• [Aufgaben]
1: Schreib im Textauszug die Strecke von „liebe grüße und“ bis „ich nicht gerne.“ noch einmal ab und tausche dabei „Zögern“ gegen „Schweigen“.
2: In welcher Person schreibt laut Textauszug die Person, die gori antwortet, nicht gerne?

• [Auszug zum Lesen]
· · · ·

Die Mutter kommt mir etwas naiv vor. Ich weiß nicht, ob das von Dir so beabsichtigt war. Natürlich wissen viele Eltern nicht, ob ihre Kinder sie anlügen, so wie hier, aber dass sie einfach nicht bemerkt, dass ihr Sohn geweint hat, ist schon sehr "blind". Und sie scheint sich auch nicht darüber zu wundern, dass der Spiegel im Zimmer ihres Sohnes meistens verdeckt ist. Auch wenn sie in Deiner Geschichte das Zimmer schon verlassen hat, da es wahrscheinlich meistens so ist, würde ich mich schon fragen, warum das so ist.

Aber ich hatte beim Lesen auch fast ein wenig das Gefühl, dass sie die Wahrheit einfach nicht sehen will. Denn die Art, mit der sie die Ausrede des Jungens hinnimmt, gibt einem ein Wenig das Gefühl, sie wüsste, dass es eine Lüge ist, dass sie sich aber nicht traut, weiter nach zu fragen.

Jetzt habe ich aber genug geschwafelt :D

Liebe Grüße,
gori

 

das mit dem spiegel war mir klar! wobei ich halt finde, man könte sich durch diesen blick in den spiegel und da zudecken des spiegels auch ein anderes ende vorstellen! aber auch das ist ja nicht schlimm!

liebe grüße und danke fpür die schnelle antwort
frotte

 

Mutter

@ gori
Ja, ich wollte die Mutter so gestalten, dass sie es nicht sehen will - das Zögern ihrerseits werde ich noch ein bisschen deutlicher machen und versuchen, sie anfangs nicht so naiv klingen zu lassen.
Mit dem "er" am Anfang habe ich selbst meine Probleme, aber ich hatte auch keine Idee, wie ich es hätte anders machen können. In der ersten Person schreibe ich nicht gerne.

 
Zuletzt bearbeitet:

Hallo Malachy,

hast du mich etwas bei meinem Spiegelgesprächen belauscht?

· · · ·

• [Bereitgestellte Daten]
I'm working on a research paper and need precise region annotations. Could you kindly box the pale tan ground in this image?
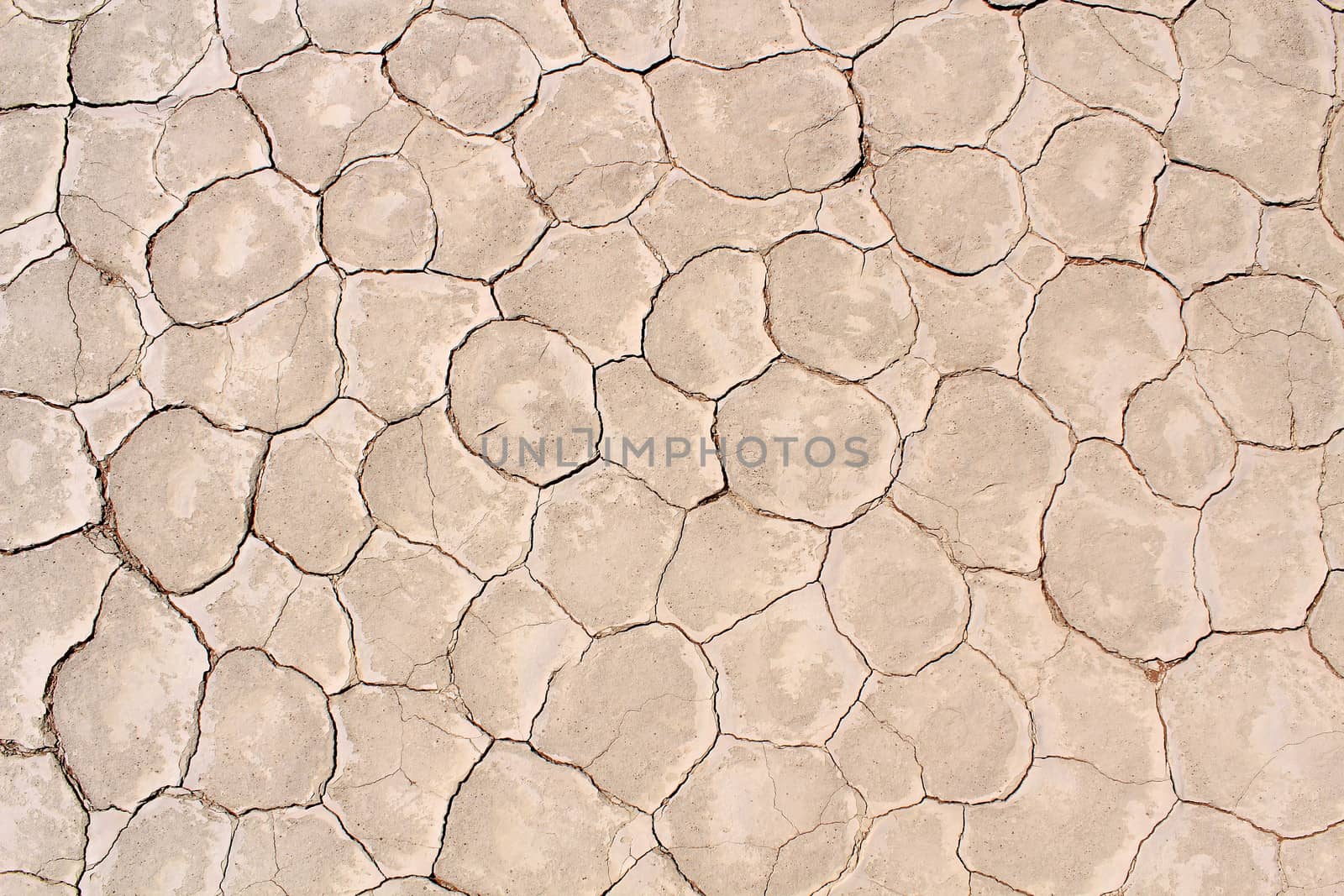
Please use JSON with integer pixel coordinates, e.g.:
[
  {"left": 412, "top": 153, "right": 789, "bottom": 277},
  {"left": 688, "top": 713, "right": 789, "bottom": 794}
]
[{"left": 0, "top": 0, "right": 1344, "bottom": 896}]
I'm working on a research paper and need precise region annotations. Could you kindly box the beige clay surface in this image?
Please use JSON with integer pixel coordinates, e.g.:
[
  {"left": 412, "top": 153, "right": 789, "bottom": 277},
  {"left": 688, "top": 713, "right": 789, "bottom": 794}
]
[{"left": 0, "top": 0, "right": 1344, "bottom": 896}]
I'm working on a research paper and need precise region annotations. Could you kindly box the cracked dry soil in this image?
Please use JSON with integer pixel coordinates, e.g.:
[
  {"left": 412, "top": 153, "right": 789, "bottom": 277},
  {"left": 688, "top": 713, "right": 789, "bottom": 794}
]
[{"left": 0, "top": 0, "right": 1344, "bottom": 896}]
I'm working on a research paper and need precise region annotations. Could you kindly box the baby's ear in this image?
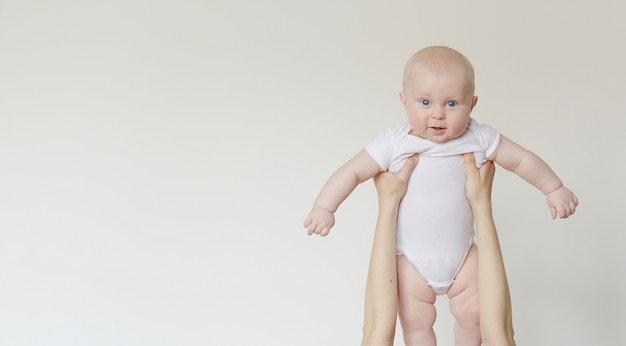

· · · ·

• [Antworten je Aufgabe]
1:
liebe grüße und danke fpür die schnelle antwort
frotte

 

Mutter

@ gori
Ja, ich wollte die Mutter so gestalten, dass sie es nicht sehen will - das Schweigen ihrerseits werde ich noch ein bisschen deutlicher machen und versuchen, sie anfangs nicht so naiv klingen zu lassen.
Mit dem "er" am Anfang habe ich selbst meine Probleme, aber ich hatte auch keine Idee, wie ich es hätte anders machen können. In der ersten Person schreibe ich nicht gerne.

2: In der ersten Person.